═══ Supplied entries ═══

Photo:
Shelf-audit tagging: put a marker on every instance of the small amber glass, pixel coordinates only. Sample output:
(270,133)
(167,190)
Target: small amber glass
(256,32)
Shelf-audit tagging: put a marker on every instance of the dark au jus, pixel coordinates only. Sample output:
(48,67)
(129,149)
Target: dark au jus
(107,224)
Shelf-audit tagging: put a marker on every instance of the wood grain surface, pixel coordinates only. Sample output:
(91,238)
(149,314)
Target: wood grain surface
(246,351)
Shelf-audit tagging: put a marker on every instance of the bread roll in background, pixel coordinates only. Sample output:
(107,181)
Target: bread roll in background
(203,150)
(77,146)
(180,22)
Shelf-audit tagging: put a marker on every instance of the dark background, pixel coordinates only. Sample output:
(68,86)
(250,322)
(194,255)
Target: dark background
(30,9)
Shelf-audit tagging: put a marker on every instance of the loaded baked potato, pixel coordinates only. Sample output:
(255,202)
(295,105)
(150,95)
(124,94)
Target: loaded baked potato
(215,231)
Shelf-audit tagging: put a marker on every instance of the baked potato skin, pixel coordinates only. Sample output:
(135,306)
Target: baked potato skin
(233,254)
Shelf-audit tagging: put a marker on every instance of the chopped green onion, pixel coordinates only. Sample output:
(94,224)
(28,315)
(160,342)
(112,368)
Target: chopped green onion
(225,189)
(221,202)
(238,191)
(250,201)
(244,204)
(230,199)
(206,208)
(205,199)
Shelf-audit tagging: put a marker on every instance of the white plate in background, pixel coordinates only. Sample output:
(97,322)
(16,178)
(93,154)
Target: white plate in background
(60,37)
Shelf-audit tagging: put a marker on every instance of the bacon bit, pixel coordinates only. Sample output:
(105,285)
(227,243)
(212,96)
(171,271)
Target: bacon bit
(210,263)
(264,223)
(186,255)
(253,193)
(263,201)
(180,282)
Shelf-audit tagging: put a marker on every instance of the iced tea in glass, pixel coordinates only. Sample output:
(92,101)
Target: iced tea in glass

═══

#### What to produce:
Set down the entries again without any change, starting at the line that contains "Shelf-audit tagging: put a marker on every instance of the bacon" and continuing through the end of the entries, with both the first and last lines included.

#### Written response:
Shelf-audit tagging: put a marker on every instance of the bacon bit, pixel coordinates only. Sample output:
(105,285)
(227,243)
(212,96)
(171,271)
Target: bacon bit
(210,263)
(264,223)
(186,255)
(253,193)
(263,201)
(180,282)
Shelf-audit tagging: put a marker on every instance of the iced tea in glass, pixel coordinates only. Sample output:
(92,101)
Target: iced tea in glass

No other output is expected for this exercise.